GIVEN REQUEST 1: From the stored data listing, copy out the lines from the one containing "Put a point on every instance of the yellow flower" up to and including the one containing "<point>46,39</point>".

TEXT PROVIDED:

* BEGIN *

I’ve done these analyses in R. We’ll start by loading in the packages used:

library("tidyverse") # for general data wrangling
library("gtools") # for permutations
library("rvest") # for webscraping
library("lubridate") # for working with dates
library("tidytext") # for working with text

By placing the unzipped Letterboxd folders into the working directory, we can easily identify the members of the analysis by detecing the folders in the directory which have a regular pattern.

members <- list.files(pattern = "letterboxd-")

This will allow us to create our first data frame, where rows represent User-Film pairs of all the films the users have ever watched. We’ll also go ahead and add some basic information on the number of people who have watched each movie, and highlight those which all users have seen, only one user have seen, and all minus one user have seen. At this point, one might want to edit the User column so the values are more readable instead of the full file names, but in order to keep the code as flexible as possible, I have not done so here.

movies <- lapply(members, function(i)
  
  read.csv(file = paste0(i, "/watched.csv"))  
  
)

names(movies) <- members

movies <- bind_rows(movies, .id = "User") |> 
  rename(URL = Letterboxd.URI) |> 
  select(-Date) |> 
  mutate(Watched = TRUE)

* END *

GIVEN REQUEST 2: Name every R package that the Letterboxd analysis text loads.

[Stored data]
* BEGIN *

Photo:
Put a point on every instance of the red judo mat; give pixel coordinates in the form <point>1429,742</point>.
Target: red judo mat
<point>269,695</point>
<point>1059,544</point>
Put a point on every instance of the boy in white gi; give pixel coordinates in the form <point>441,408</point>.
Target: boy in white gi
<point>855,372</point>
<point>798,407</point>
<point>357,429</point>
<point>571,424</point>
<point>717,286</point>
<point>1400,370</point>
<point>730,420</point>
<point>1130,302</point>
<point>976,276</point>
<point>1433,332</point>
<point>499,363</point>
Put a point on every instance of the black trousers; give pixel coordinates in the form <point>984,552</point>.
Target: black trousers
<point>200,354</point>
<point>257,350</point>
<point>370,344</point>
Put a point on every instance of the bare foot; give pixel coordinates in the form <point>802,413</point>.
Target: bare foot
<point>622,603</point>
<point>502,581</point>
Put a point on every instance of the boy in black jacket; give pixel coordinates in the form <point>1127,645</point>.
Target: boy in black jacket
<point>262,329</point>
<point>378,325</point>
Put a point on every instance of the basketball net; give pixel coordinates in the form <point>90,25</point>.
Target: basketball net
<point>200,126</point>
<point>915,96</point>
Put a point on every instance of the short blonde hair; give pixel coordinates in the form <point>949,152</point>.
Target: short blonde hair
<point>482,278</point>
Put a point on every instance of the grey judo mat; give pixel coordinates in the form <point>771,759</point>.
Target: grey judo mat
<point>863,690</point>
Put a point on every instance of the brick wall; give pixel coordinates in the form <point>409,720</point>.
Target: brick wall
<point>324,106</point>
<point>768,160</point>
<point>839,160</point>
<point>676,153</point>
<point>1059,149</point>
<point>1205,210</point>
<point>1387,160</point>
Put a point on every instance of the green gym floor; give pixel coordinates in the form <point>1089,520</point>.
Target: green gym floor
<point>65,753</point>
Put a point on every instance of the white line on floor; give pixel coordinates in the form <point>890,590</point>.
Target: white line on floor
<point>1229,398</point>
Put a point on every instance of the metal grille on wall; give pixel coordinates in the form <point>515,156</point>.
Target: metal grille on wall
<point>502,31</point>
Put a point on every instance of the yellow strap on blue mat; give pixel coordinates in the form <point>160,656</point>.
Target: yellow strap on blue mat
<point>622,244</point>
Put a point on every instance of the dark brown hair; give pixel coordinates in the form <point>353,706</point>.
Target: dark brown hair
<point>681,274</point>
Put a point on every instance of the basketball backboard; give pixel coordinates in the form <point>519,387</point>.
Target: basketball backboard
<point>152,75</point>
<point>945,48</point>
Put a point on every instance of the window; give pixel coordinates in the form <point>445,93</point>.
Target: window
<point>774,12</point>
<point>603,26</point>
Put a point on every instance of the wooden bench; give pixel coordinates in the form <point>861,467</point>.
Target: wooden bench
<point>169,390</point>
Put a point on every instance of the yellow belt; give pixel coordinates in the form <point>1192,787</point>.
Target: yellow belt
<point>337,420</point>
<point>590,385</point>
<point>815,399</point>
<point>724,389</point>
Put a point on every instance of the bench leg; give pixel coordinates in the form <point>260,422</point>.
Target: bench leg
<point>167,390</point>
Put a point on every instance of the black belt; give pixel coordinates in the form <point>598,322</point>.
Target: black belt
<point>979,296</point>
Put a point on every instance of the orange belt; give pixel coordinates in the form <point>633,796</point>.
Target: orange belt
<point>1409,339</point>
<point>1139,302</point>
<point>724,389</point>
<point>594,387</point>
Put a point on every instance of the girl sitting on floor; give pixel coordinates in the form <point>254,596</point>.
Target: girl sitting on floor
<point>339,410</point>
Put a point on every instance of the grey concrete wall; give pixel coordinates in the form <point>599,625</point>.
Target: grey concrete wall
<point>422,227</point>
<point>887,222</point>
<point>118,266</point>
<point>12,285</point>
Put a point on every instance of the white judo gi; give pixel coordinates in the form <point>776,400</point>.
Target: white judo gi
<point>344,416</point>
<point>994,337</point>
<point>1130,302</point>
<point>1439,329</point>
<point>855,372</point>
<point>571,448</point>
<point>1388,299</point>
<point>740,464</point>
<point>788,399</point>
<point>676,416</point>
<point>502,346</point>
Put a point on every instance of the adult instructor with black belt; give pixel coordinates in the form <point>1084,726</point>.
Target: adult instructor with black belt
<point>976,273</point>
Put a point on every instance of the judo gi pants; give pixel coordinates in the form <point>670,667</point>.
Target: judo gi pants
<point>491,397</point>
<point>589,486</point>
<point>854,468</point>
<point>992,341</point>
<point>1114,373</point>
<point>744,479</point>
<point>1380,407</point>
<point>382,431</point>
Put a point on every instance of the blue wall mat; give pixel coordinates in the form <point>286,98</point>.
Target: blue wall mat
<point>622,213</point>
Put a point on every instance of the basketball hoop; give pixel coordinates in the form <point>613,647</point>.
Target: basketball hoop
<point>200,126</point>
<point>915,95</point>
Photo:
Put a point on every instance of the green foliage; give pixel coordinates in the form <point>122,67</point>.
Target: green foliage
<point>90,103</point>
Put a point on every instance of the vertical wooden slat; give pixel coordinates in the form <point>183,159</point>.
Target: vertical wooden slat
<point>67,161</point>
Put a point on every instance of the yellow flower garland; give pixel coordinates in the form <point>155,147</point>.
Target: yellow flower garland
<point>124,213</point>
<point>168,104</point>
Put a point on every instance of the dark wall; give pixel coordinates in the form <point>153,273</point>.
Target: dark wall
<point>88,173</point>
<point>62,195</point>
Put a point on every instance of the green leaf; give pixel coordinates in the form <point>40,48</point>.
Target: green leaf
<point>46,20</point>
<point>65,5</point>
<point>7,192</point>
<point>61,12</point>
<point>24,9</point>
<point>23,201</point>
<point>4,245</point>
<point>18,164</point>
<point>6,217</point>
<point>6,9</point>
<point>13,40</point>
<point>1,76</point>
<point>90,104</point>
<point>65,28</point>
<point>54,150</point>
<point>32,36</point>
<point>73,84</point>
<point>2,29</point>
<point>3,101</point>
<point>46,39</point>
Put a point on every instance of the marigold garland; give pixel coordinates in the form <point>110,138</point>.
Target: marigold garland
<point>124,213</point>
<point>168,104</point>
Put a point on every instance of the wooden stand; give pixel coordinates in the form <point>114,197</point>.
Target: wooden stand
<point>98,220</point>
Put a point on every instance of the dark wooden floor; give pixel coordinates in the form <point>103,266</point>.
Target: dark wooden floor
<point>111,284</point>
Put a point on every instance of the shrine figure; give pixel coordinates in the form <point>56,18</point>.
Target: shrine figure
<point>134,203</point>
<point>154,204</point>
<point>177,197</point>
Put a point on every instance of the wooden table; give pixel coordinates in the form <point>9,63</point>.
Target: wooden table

* END *

COMPLETE ANSWER 1:
Put a point on every instance of the yellow flower garland; give pixel coordinates in the form <point>155,147</point>.
Target: yellow flower garland
<point>124,213</point>
<point>168,104</point>
Put a point on every instance of the dark wall; give pixel coordinates in the form <point>153,273</point>.
Target: dark wall
<point>88,173</point>
<point>62,195</point>
Put a point on every instance of the green leaf; give pixel coordinates in the form <point>40,48</point>.
Target: green leaf
<point>46,20</point>
<point>65,5</point>
<point>7,192</point>
<point>61,12</point>
<point>24,9</point>
<point>23,201</point>
<point>4,245</point>
<point>18,164</point>
<point>6,217</point>
<point>6,9</point>
<point>13,40</point>
<point>1,76</point>
<point>90,104</point>
<point>65,28</point>
<point>54,150</point>
<point>32,36</point>
<point>73,84</point>
<point>2,29</point>
<point>3,101</point>
<point>46,39</point>

COMPLETE ANSWER 2: tidyverse, gtools, rvest, lubridate, tidytext